*GIVEN TEXT*:
----------
Odd Job: Playing poker over the summer
Pay: $3500 in profit
There is perhaps no time when I am less fun to talk to than after losing at poker.[1] I only half-listen to my friends as they talk, and I speak with an anger that has nothing to do with our conversation, and everything to do with that damn jack of diamonds on the river.
Unfortunately for my friend Rudy, he was the guy I owed a phone call to as I drove back from a frustrating tournament finish at Rockingham Park. “Well, I’m seeing this really great girl.” I told him, my teeth gnashing in the background. “Oh, I love my job, it’s awesome” I said like I was gonna punch someone in the face. “Yeah, I can’t wait to see you when you come to town in December,” I said as though I were scheduling a colonoscopy.
When my after-school job stopped this past summer, I needed a way to fill the income void. Most people would call that a bad time to go gambling. I am not most people.
It had been a little over a year since I stopped playing poker full time. All the work and studying I put into improving my game stopped shortly thereafter.
----------
*PROVIDED MATERIAL*:
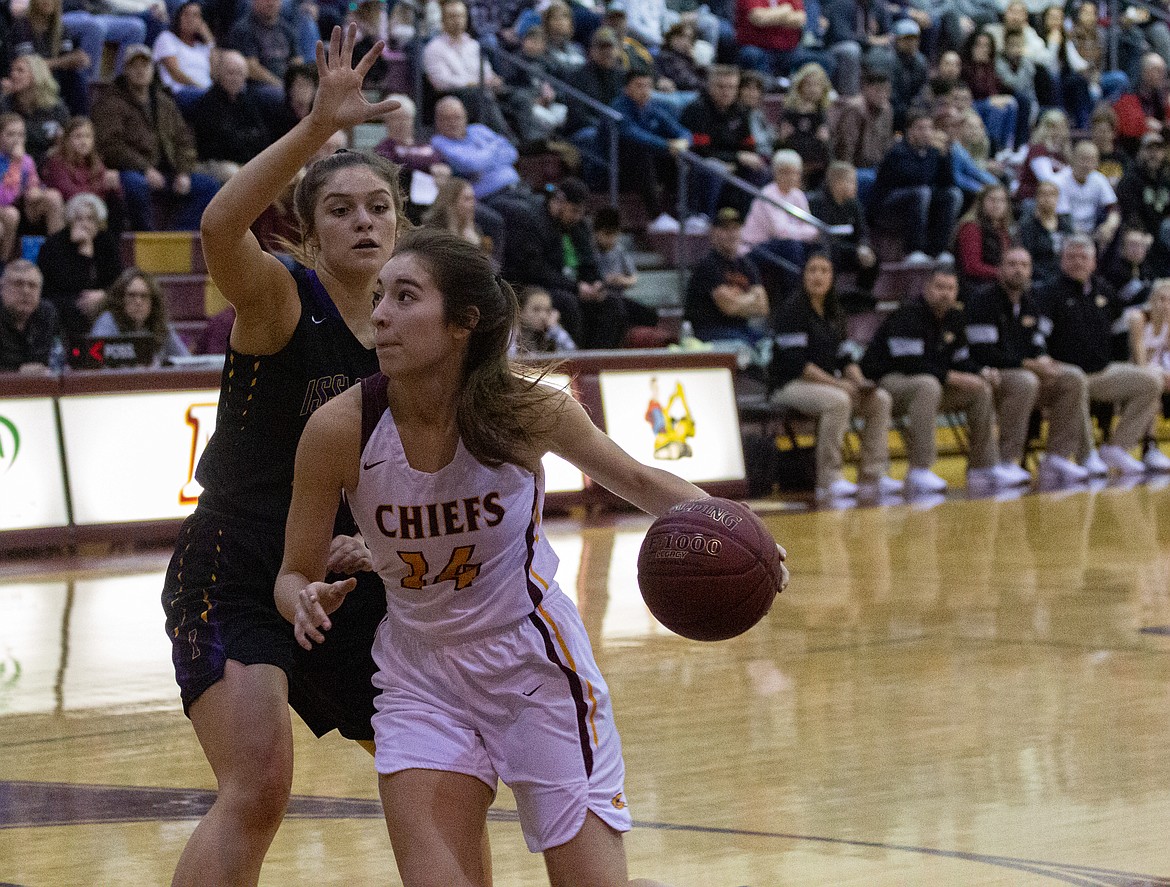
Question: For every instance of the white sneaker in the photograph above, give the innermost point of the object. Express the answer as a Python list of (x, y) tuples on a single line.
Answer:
----------
*CHALLENGE*: Where was the frustrating tournament the writer of the poker essay was driving back from?

*COMPLETE RESPONSE*: Rockingham Park